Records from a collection

***

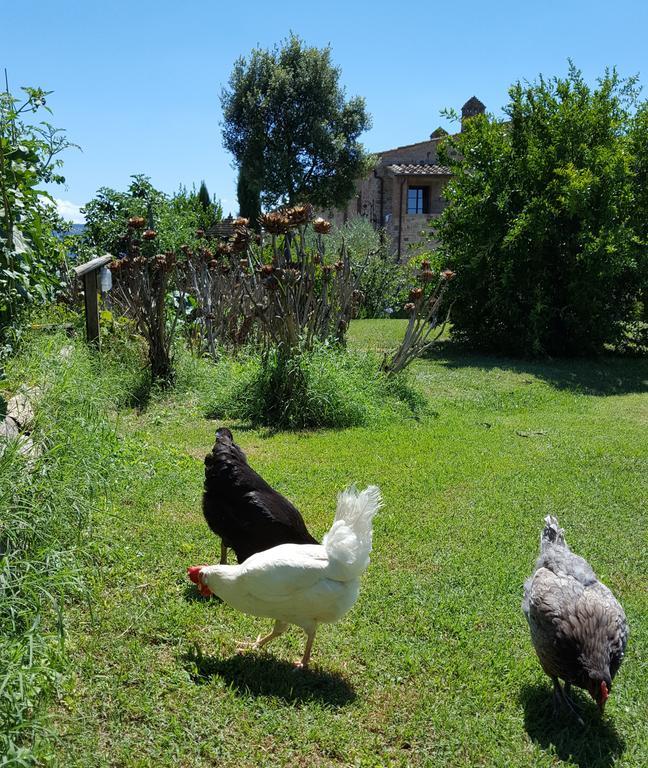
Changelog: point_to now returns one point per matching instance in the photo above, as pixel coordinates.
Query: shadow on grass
(594, 745)
(263, 675)
(594, 376)
(192, 595)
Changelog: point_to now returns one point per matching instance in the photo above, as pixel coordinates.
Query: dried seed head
(322, 226)
(275, 222)
(415, 294)
(299, 214)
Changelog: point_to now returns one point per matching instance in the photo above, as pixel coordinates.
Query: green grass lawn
(433, 665)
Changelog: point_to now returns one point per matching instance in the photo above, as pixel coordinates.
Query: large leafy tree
(177, 219)
(544, 222)
(293, 134)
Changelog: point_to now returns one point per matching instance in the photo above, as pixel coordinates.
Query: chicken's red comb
(193, 571)
(194, 575)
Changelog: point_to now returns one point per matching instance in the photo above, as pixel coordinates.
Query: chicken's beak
(194, 575)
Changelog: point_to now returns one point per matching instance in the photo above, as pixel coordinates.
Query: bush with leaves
(543, 219)
(325, 387)
(32, 258)
(383, 279)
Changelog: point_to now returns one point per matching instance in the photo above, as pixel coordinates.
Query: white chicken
(302, 584)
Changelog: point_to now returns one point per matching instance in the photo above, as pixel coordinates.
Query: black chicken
(578, 628)
(241, 508)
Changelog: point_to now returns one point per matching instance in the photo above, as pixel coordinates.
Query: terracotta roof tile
(418, 169)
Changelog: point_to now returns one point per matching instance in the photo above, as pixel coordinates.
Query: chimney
(471, 108)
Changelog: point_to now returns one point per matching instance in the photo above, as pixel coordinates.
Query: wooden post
(92, 307)
(88, 272)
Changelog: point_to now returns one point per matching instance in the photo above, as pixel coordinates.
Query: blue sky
(137, 84)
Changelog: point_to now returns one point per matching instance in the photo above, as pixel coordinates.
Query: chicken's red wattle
(193, 571)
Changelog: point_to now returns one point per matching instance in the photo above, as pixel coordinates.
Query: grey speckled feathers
(578, 628)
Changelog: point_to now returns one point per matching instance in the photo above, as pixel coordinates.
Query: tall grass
(46, 508)
(327, 387)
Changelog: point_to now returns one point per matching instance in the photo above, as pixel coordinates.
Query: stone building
(405, 191)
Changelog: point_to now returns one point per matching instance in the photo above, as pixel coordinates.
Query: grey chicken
(578, 629)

***

PROMPT |
Gather every line from the entries above that contains the word "grass" and list them.

CORRECT ANSWER |
Query: shadow on grass
Query: green grass lawn
Query: tall grass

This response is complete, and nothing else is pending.